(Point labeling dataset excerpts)
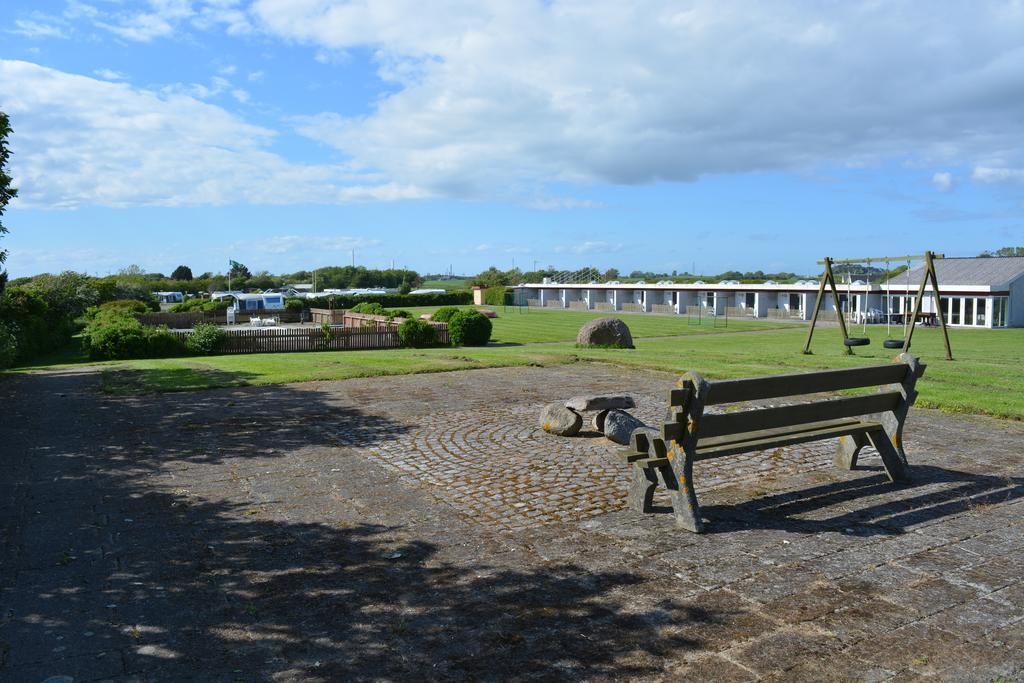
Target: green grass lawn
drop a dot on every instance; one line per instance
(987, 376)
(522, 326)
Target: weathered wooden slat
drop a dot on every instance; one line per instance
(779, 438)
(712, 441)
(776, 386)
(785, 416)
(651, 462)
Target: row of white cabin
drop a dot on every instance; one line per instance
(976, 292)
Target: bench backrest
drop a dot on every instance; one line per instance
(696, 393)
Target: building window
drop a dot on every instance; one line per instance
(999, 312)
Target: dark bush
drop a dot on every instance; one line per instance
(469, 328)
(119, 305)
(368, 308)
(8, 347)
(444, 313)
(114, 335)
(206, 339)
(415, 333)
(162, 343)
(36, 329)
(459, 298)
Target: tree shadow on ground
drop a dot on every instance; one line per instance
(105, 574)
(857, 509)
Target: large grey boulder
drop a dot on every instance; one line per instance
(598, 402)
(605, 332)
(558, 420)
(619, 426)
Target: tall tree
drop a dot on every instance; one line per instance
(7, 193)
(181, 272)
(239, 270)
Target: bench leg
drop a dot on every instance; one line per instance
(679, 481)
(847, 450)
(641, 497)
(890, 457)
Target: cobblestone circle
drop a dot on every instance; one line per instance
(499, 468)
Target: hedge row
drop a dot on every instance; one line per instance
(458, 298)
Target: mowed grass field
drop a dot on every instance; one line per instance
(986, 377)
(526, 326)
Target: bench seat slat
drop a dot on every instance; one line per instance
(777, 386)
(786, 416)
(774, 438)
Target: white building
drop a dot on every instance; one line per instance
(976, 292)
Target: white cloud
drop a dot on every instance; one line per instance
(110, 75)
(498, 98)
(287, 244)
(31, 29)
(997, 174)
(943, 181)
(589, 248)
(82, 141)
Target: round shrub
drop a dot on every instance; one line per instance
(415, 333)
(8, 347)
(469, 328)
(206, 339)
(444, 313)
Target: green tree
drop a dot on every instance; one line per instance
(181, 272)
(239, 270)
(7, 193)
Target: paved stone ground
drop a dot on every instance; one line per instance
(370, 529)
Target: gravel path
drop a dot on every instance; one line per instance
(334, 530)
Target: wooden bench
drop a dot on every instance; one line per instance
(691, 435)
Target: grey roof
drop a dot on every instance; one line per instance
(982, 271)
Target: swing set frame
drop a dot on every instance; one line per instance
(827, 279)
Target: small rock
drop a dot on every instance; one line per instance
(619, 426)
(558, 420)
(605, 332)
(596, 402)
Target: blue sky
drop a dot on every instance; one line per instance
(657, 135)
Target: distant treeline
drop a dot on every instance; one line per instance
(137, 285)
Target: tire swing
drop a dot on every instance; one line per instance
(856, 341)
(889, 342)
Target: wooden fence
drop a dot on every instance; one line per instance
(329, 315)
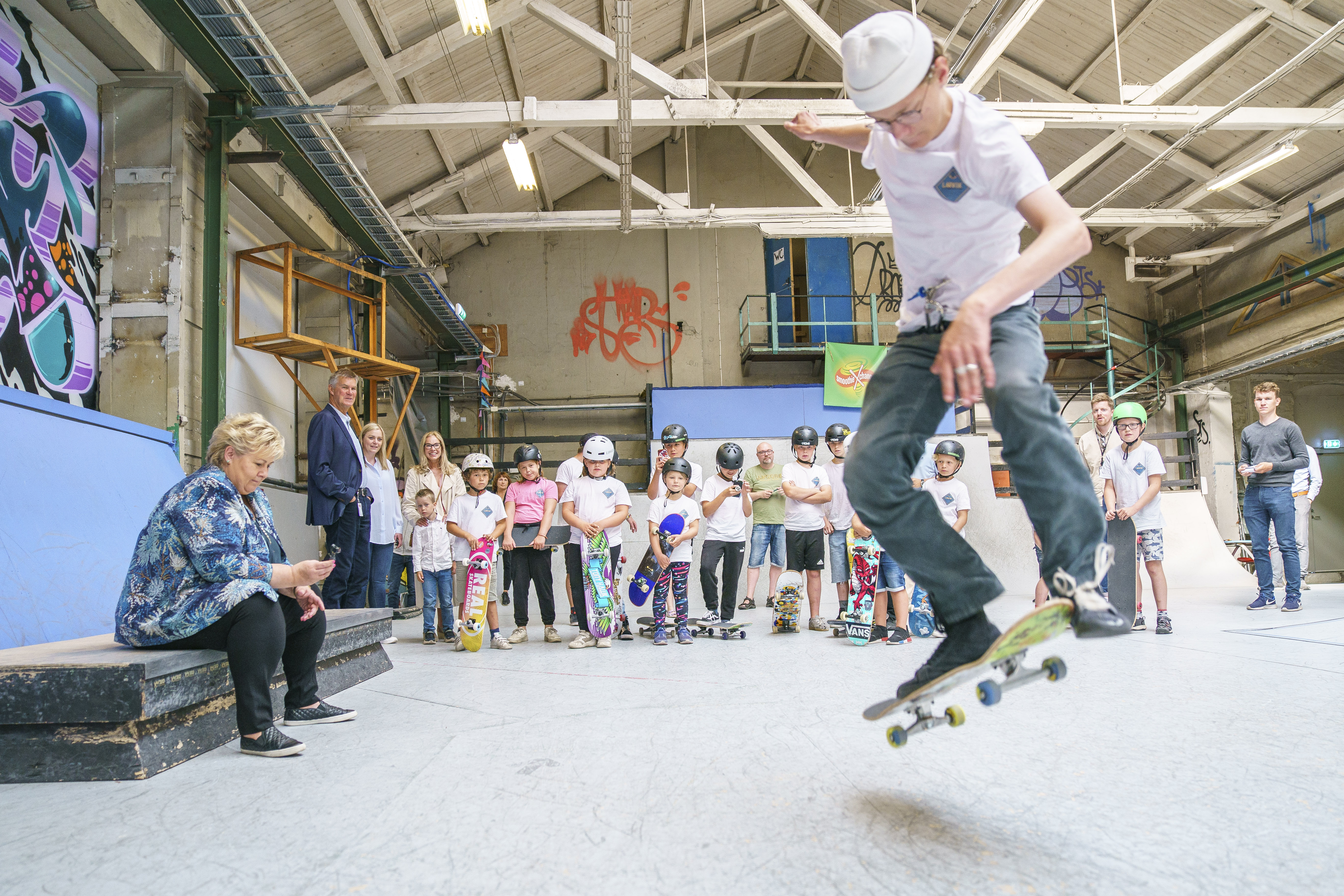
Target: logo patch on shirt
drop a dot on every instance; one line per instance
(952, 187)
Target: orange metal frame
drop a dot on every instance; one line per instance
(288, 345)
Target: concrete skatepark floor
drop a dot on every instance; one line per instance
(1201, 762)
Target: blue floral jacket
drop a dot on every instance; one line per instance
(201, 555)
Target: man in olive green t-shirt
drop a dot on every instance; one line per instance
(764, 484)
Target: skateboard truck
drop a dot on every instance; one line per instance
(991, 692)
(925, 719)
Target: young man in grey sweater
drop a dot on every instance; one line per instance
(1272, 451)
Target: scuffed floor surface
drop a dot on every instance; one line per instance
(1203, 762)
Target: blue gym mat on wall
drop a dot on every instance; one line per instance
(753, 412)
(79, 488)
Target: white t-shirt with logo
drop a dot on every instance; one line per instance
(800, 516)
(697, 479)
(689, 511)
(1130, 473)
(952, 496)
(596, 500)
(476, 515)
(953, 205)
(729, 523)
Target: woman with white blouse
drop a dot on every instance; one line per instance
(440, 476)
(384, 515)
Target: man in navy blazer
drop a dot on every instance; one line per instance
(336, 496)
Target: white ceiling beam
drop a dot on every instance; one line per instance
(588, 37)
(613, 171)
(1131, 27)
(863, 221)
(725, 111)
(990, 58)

==

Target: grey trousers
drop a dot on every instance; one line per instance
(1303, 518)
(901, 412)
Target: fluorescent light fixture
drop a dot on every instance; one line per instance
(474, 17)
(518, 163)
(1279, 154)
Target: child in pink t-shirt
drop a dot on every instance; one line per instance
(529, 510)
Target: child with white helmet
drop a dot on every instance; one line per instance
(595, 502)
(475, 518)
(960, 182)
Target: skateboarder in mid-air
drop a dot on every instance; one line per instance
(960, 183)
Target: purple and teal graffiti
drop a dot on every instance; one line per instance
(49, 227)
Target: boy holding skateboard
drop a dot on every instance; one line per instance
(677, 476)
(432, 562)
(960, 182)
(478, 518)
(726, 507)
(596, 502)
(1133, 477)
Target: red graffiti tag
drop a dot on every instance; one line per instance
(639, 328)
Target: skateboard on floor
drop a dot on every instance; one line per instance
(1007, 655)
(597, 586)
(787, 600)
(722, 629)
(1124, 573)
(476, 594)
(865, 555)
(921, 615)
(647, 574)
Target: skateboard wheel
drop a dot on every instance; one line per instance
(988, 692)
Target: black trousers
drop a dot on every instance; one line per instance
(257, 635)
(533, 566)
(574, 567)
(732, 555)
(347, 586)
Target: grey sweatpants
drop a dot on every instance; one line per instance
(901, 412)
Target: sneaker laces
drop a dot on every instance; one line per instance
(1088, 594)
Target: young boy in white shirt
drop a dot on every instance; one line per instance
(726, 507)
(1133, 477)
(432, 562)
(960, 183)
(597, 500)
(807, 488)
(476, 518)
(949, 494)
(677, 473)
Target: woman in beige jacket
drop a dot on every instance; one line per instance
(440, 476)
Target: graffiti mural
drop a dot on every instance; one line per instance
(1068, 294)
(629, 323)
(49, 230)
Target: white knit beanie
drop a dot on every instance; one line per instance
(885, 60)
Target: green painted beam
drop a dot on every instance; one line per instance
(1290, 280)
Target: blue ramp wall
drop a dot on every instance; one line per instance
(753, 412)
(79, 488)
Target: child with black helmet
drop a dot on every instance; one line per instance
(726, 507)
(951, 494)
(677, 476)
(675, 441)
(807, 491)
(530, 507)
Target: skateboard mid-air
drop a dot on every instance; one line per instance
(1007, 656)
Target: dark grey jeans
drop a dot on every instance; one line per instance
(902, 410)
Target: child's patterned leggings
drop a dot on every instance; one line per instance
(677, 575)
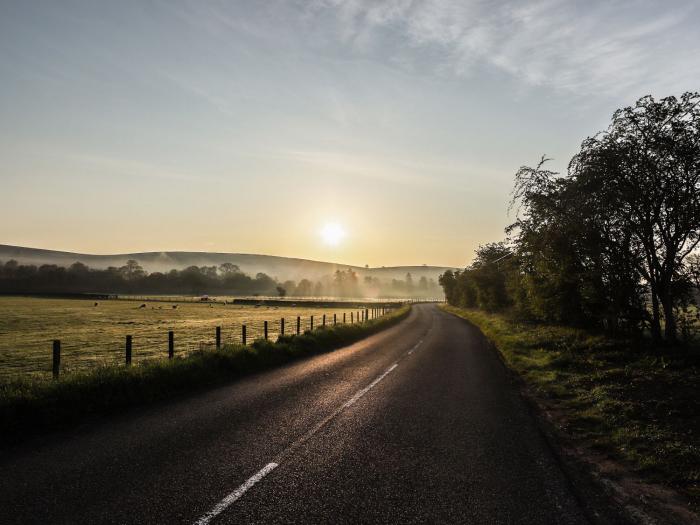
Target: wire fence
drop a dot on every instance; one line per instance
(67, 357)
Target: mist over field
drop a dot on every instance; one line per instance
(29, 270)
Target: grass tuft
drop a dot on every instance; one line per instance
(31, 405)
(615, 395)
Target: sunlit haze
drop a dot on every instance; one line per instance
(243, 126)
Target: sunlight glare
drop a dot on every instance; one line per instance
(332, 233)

Exercise requirements
Filter the records for every line holding the word "child" and copy those lines out.

Exercise response
Target: child in pink t-shirt
Target: child with white helmet
Target: child with black helmet
Target: child's patterned leggings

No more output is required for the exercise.